| WORK REQUIRED |
Reproduce every item below word for word, leaving out the pictures.
......
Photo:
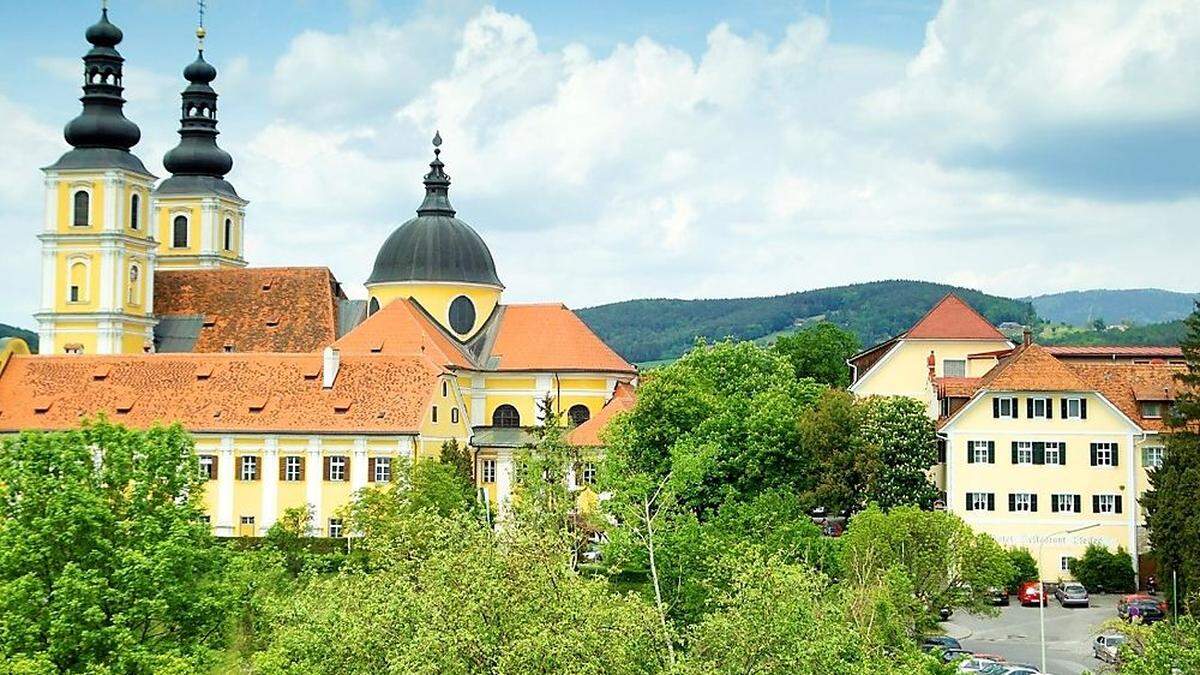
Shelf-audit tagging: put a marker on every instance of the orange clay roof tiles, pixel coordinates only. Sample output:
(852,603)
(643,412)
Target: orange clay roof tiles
(952,318)
(550,336)
(588,434)
(264,393)
(291,309)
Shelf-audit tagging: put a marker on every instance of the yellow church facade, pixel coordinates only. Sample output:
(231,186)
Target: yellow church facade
(295,394)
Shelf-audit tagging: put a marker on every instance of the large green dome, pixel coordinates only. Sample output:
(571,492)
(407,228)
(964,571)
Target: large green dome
(435,245)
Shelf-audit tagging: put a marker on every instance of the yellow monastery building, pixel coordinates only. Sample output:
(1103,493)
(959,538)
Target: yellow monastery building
(1041,447)
(294,393)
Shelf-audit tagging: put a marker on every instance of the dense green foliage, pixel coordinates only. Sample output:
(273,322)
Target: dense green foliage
(1171,515)
(1134,305)
(1101,569)
(820,352)
(655,329)
(105,562)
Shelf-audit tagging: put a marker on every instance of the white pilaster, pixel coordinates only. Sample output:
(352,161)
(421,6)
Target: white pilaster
(312,484)
(359,465)
(270,482)
(226,469)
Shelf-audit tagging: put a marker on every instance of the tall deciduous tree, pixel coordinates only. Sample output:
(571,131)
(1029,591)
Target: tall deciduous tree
(105,561)
(820,352)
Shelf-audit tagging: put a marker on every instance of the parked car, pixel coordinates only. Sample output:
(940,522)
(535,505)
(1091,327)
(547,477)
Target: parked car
(997,596)
(940,641)
(1072,593)
(1105,647)
(1140,608)
(1031,593)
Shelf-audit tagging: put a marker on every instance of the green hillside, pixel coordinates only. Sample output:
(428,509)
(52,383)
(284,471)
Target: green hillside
(1134,305)
(653,329)
(13,332)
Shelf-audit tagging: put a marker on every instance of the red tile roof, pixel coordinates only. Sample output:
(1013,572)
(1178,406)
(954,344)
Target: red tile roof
(550,336)
(952,318)
(219,393)
(287,309)
(588,434)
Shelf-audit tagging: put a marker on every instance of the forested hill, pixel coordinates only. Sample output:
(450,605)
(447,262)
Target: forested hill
(1134,305)
(643,330)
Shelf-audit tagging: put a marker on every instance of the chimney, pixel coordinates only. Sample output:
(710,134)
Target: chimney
(330,365)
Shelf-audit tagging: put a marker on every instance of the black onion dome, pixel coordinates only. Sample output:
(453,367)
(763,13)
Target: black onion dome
(435,245)
(197,163)
(101,135)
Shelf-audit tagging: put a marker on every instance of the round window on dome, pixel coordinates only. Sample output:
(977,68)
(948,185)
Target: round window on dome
(462,315)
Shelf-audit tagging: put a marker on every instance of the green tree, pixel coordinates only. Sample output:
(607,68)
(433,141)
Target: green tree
(947,562)
(1025,568)
(1171,517)
(905,441)
(820,352)
(105,561)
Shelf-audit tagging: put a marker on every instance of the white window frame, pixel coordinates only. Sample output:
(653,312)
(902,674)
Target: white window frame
(1159,452)
(1024,447)
(1044,401)
(337,469)
(383,470)
(1023,502)
(1056,448)
(249,467)
(292,469)
(946,370)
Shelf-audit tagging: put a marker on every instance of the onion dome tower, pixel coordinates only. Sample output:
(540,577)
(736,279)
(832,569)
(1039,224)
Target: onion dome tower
(97,245)
(198,213)
(438,261)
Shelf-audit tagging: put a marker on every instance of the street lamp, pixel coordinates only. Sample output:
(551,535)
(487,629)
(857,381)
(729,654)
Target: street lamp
(1042,586)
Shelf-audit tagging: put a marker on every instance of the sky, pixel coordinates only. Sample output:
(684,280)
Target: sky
(690,149)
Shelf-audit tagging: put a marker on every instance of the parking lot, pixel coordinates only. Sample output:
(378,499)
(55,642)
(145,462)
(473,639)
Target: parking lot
(1014,634)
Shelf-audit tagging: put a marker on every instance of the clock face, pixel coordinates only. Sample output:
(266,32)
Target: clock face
(462,315)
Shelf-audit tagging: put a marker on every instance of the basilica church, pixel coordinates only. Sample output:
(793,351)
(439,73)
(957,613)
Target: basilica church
(295,394)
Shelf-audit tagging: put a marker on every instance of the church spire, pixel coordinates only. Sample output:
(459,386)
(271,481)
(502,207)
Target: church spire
(101,135)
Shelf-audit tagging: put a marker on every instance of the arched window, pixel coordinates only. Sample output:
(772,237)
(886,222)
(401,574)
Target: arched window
(507,417)
(179,233)
(82,209)
(579,414)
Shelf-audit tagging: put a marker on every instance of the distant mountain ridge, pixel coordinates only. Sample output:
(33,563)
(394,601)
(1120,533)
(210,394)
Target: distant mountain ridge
(1114,306)
(655,329)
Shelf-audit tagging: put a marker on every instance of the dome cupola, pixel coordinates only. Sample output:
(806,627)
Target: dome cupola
(435,246)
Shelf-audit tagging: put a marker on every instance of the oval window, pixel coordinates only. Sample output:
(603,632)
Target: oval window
(462,315)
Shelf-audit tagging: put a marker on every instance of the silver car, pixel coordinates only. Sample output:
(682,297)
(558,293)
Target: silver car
(1105,647)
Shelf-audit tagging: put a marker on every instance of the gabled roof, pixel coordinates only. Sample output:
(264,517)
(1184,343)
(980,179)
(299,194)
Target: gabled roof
(1031,368)
(282,310)
(952,318)
(219,393)
(587,435)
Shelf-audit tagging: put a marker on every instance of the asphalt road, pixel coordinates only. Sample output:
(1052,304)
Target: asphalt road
(1014,634)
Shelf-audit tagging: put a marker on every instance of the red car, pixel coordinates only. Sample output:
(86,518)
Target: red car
(1030,593)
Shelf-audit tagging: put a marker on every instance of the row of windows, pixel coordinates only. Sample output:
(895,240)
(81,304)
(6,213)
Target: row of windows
(1027,502)
(292,467)
(1049,452)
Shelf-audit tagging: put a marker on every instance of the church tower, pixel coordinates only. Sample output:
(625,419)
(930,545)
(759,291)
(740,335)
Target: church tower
(197,214)
(97,244)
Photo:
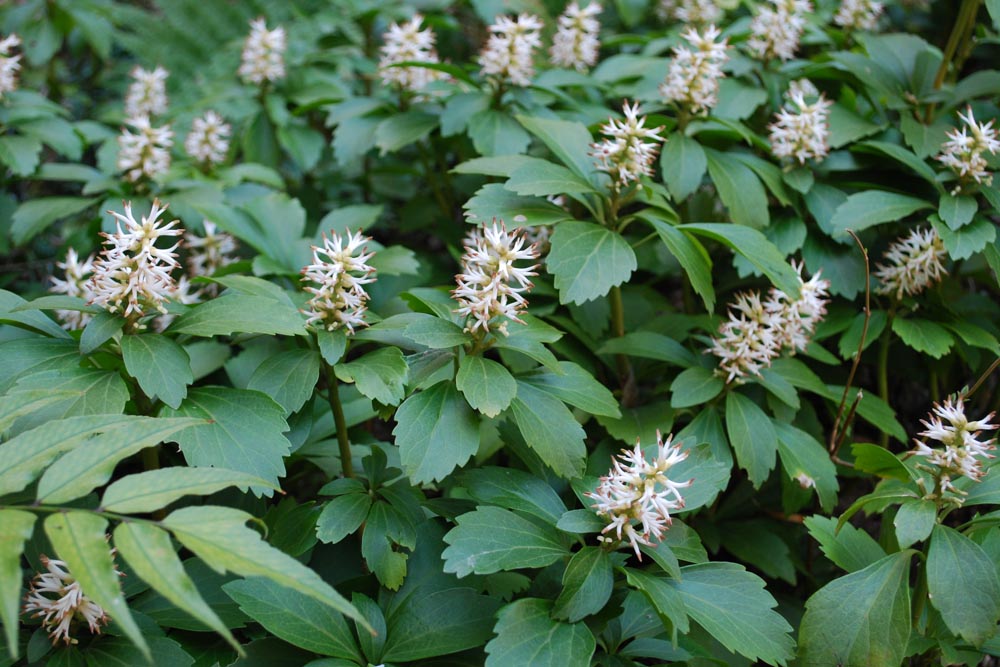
......
| ANSWER TO THE TASK |
Photo:
Shelf-audit tagging: put a marker on every instance of the orange clay roof tiles, pixel coordinates only. Sample output:
(852,603)
(643,412)
Target: orange clay roof tiles
(952,318)
(550,336)
(588,434)
(264,393)
(291,309)
Shelf-audit tagging: put a marker on every instance of the yellow church facade, pixel coordinates only. Sample output:
(231,186)
Target: yellow church facade
(295,394)
Shelf-audit tagging: put a marker on every instance of the large green dome, pixel coordinates only. Sample output:
(571,492)
(407,228)
(964,571)
Target: large green dome
(435,245)
Shelf-audit tagging: put a marker on every instance of the yellow monastery building, pixel coordinates only. Sample output:
(1103,493)
(959,538)
Target: yellow monastery building
(1041,447)
(294,393)
Shelf-audit tagging: put a marker on every instance of the dense green foliage, pixel coordinates only. Sample output:
(273,322)
Target: dense green foliage
(1171,515)
(1134,305)
(1101,569)
(820,352)
(655,329)
(105,562)
Shelf-audit tagging: put a marker on every instance of the white pilaster, pixel coordinates only. Sample output:
(352,161)
(421,6)
Target: white pilaster
(312,484)
(359,465)
(270,482)
(226,469)
Shelf-audit tagging: put a marker on every instance of the tall deciduous tree, pixel coordinates only. Sample output:
(571,131)
(1029,591)
Target: tall deciduous tree
(105,561)
(820,352)
Shelf-audit tagging: put a marker on every instance of the parked car, pixel coordinates only. Sample output:
(940,522)
(535,505)
(1091,327)
(547,477)
Target: parked car
(997,596)
(940,641)
(1072,593)
(1105,647)
(1140,608)
(1031,593)
Shelf-audit tagging: put a marker on every instance of the green hillside, pixel coordinates only. Sample output:
(428,509)
(52,383)
(284,471)
Target: green hillside
(1134,305)
(653,329)
(13,332)
Shelf-audit tagging: put a marker on every instance of the red tile roof, pixel coordinates only. Sample output:
(1013,572)
(1178,406)
(954,344)
Target: red tile roof
(550,336)
(952,318)
(219,393)
(287,309)
(588,434)
Shelf-audit tagging: put a marker on every instance of the forested hill, pixel coordinates only. Sample output:
(450,605)
(447,262)
Target: forested hill
(1134,305)
(643,330)
Shelf-audit tagging: put a marker on every instance of the chimney, pixel coordinates only. Sample output:
(710,134)
Target: chimney
(330,365)
Shelf-audit tagging: put a marker on every instance of the black onion dome, pixel coordinates only. Sample output:
(453,367)
(763,13)
Target: black onion dome
(435,245)
(197,163)
(101,135)
Shelf-audit tagging: put a marker on every instance of the round window on dome, pixel coordinates only. Sample output:
(977,68)
(948,185)
Target: round window on dome
(462,315)
Shelf-audit tagging: put a marker on every instance of the green tree, pixel coordinates only. Sample output:
(607,68)
(433,141)
Target: green tree
(947,562)
(1025,568)
(1171,517)
(905,441)
(820,352)
(105,561)
Shelf-audit tagging: put a marker on every instance of the white window frame, pixel coordinates only. Sample output:
(653,312)
(902,674)
Target: white window frame
(1159,452)
(1024,447)
(1044,401)
(337,469)
(383,470)
(1023,502)
(1056,448)
(249,467)
(292,469)
(946,370)
Shelf-audit tagging: put a marker on every instance of the onion dome tower, pixel coordinates only. Sample output:
(540,577)
(736,279)
(832,569)
(1039,224)
Target: onion dome tower
(97,245)
(198,213)
(438,261)
Shelf-audit tagging: put a marker on every instance of the street lamp, pixel coordinates only. Sample output:
(551,535)
(487,629)
(857,381)
(729,654)
Target: street lamp
(1042,586)
Shelf-audit tagging: put a marker on every instance of the sky, pixel coordinates only. Sample output:
(684,280)
Target: sky
(690,149)
Shelf-audit tagging: put a marker on every instance of the parking lot, pixel coordinates only. Sample output:
(378,499)
(55,642)
(145,462)
(473,639)
Target: parking lot
(1014,634)
Shelf-audit tagging: put a marker on every instance of the clock face, pixel coordinates only. Sample output:
(266,32)
Target: clock face
(462,315)
Shelf-audit tagging: put a marker on every instance of the basilica church, pixel coordinates only. Sample output:
(793,351)
(439,73)
(957,613)
Target: basilica church
(295,394)
Shelf-audit tagging: put a marker on every instance of the church spire, pixel coordinates only. Sample output:
(459,386)
(271,481)
(502,207)
Target: church spire
(101,135)
Shelf-audit tagging: put a marker on every instance of the arched window, pixel coordinates only. Sample output:
(772,237)
(886,222)
(401,574)
Target: arched window
(507,417)
(179,233)
(82,209)
(579,414)
Shelf-audit tagging: put a marker on every instance of the distant mountain ridge, pixel coordinates only. Sample output:
(33,563)
(394,601)
(1120,533)
(210,394)
Target: distant mountain ridge
(1114,306)
(655,329)
Shelf-audit tagging: put a marker on every instance of the dome cupola, pixel coordinates only. Sample output:
(806,627)
Target: dome cupola
(435,246)
Shelf-audit tagging: put a marker on every instance of the oval window, pixel coordinates only. Sample output:
(603,632)
Target: oval window
(462,315)
Shelf-audit tagging: put a marker on every instance of the silver car, pixel coordinates only. Sample output:
(682,297)
(558,293)
Target: silver car
(1105,647)
Shelf-audit tagging: put a marker on every instance of the gabled roof, pixel coordinates only. Sample output:
(264,517)
(1184,343)
(980,179)
(299,194)
Target: gabled roof
(1031,368)
(282,310)
(952,318)
(219,393)
(587,435)
Shelf-audit tagging: put a marker on every instance of the asphalt road, pixel coordinates only. Sample output:
(1052,304)
Target: asphalt road
(1014,634)
Shelf-audit tagging: put a marker on every instance of the red car, pixel coordinates only. Sample output:
(86,518)
Target: red car
(1030,593)
Shelf-audit tagging: put a marker on every instance of the row of windows, pixel coordinates only. Sample output:
(895,240)
(81,304)
(6,213)
Target: row of windows
(1027,502)
(292,467)
(1049,452)
Shelf-audit tagging: put a marker on every instance of the church tower, pixel coordinates only. Sample output:
(625,419)
(930,545)
(759,291)
(740,335)
Target: church tower
(197,214)
(97,244)
Photo:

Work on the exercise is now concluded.